DOCUMENT TEXT —
#####
Scientific classification
- Kingdom: Plantae
- Clade: Embryophytes
- Clade: Tracheophytes
- Clade: Spermatophytes
- Clade: Angiosperms
- Clade: Eudicots
- Clade: Rosids
- Order: Sapindales
- Family: Meliaceae
- Genus: Turraeanthus
- Species: T. africanus
- Binomial name: Turraeanthus africanus (Welw. ex C.DC.) Pellegr.
- Synonyms: Bingeria africana (Welw. ex C.DC.) A.Chev. ; Guarea africana Welw. ex C.DC. ; Turraeanthus klainei Pierre ex De Wild. ; Turraeanthus malchairii De Wild. ; Turraeanthus vignei Hutch. & Dalziel ; Turraeanthus zenkeri Harms ;

= Turraeanthus africanus =

- Genus: Turraeanthus
- Species: africanus
- Authority: (Welw. ex C.DC.) Pellegr.
#####
PROBLEM SET —
- A) Extract the part of the Turraeanthus africanus classification starting with "Scientific classification" and going on through "africanus (Welw. ex C.DC.) Pellegr.".
- B) Write what comes next in the Turraeanthus africanus classification, picking up after its final line.

(Dataset excerpts)
#####
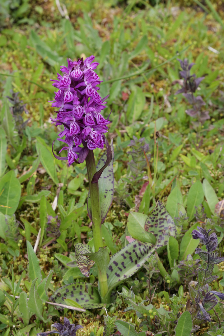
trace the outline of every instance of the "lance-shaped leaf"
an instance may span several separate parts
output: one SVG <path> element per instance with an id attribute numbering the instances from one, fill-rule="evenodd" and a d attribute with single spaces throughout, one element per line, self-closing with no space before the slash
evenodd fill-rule
<path id="1" fill-rule="evenodd" d="M 55 303 L 64 304 L 65 299 L 73 300 L 87 309 L 102 306 L 96 287 L 85 282 L 77 282 L 63 286 L 56 291 L 49 299 Z"/>
<path id="2" fill-rule="evenodd" d="M 107 140 L 106 142 L 108 144 Z M 106 143 L 105 140 L 105 143 Z M 109 153 L 109 151 L 108 149 L 108 146 L 110 148 L 111 155 L 110 154 L 110 152 Z M 95 180 L 96 178 L 96 176 L 97 177 L 100 203 L 101 223 L 103 222 L 106 218 L 109 209 L 111 205 L 114 197 L 114 177 L 113 169 L 114 153 L 113 143 L 110 146 L 108 144 L 108 146 L 107 145 L 106 148 L 106 152 L 105 152 L 103 153 L 97 164 L 96 169 L 97 171 L 94 175 L 92 181 L 92 183 L 97 182 Z M 101 170 L 103 168 L 104 170 L 102 172 Z M 96 175 L 99 172 L 100 173 L 99 177 Z M 88 196 L 87 208 L 88 213 L 91 219 L 91 202 L 89 193 Z"/>
<path id="3" fill-rule="evenodd" d="M 156 250 L 167 245 L 170 236 L 175 237 L 176 230 L 173 220 L 160 201 L 148 216 L 145 224 L 146 231 L 153 234 L 156 239 Z"/>
<path id="4" fill-rule="evenodd" d="M 87 254 L 92 254 L 89 246 L 78 243 L 75 247 L 75 252 L 77 266 L 82 274 L 89 278 L 89 270 L 95 263 L 95 261 L 86 256 Z"/>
#####
EXPECTED RESPONSES —
- A)
Scientific classification
- Kingdom: Plantae
- Clade: Embryophytes
- Clade: Tracheophytes
- Clade: Spermatophytes
- Clade: Angiosperms
- Clade: Eudicots
- Clade: Rosids
- Order: Sapindales
- Family: Meliaceae
- Genus: Turraeanthus
- Species: T. africanus
- Binomial name: Turraeanthus africanus (Welw. ex C.DC.) Pellegr.

- B)
- Conservation status: VU

Species of plant

Turraeanthus africanus is a species of plant in the family Meliaceae, also known by the common names avodiré, apeya, engan, agbe, lusamba, wansenwa, African satinwood, and African white mahogany.

==Nomenclature==
Although the species epithet given by François Pellegrin in the first publication is africana, it should be amended into masculine form, i.e. africanus per the ICN (ed. 2017, Art. 62.2 (c)): "Compounds ending in ‑ceras, ‑dendron, ‑nema, ‑stigma, ‑stoma, and other neuter words, are neuter. An exception is made for names ending in ‑anthos (or ‑anthus), ‑chilos (‑chilus or ‑cheilos), and ‑phykos (‑phycos or ‑phycus), which ought to be neuter, because that is the gender of the Greek words άνθος, anthos, χείλος, cheilos, and φύκος, phykos, but are treated as masculine in accordance with tradition."

==Description==
The species is found in Angola, Benin, Cameroon, the Democratic Republic of the Congo, Ivory Coast, Equatorial Guinea, Ghana, Nigeria, Sierra Leone, and Uganda. The genus name is derived from the botanist Turra (1607–1688) of Padua, Italy and anthos, a Greek word meaning flower.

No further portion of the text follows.